--- Dataset records ---

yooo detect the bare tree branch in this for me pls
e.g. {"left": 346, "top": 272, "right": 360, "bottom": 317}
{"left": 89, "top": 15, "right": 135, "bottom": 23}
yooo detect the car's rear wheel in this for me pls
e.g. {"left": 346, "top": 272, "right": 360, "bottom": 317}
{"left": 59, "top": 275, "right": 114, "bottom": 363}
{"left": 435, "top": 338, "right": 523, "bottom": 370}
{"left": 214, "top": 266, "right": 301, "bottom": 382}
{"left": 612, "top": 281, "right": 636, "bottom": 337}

---

What this task involves = From the data above, output every line exactly.

Response to this exercise =
yooo detect the bare tree branch in this for me pls
e.g. {"left": 346, "top": 272, "right": 360, "bottom": 317}
{"left": 89, "top": 15, "right": 135, "bottom": 23}
yooo detect the car's rear wheel in this for me pls
e.g. {"left": 346, "top": 272, "right": 360, "bottom": 317}
{"left": 59, "top": 275, "right": 114, "bottom": 363}
{"left": 435, "top": 338, "right": 523, "bottom": 370}
{"left": 214, "top": 266, "right": 301, "bottom": 382}
{"left": 612, "top": 281, "right": 636, "bottom": 337}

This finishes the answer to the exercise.